## WHAT YOU SHOULD DO
From the line containing "# each point" to the end of the listing, write out every line exactly; leave out everything else.

## DATA SHOWN
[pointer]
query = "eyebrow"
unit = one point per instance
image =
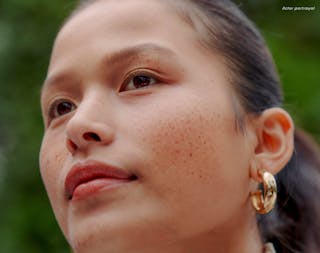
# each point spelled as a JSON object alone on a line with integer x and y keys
{"x": 118, "y": 57}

## PROBLEM SOLUTION
# each point spelled as a JSON object alone on a line with integer x and y keys
{"x": 118, "y": 57}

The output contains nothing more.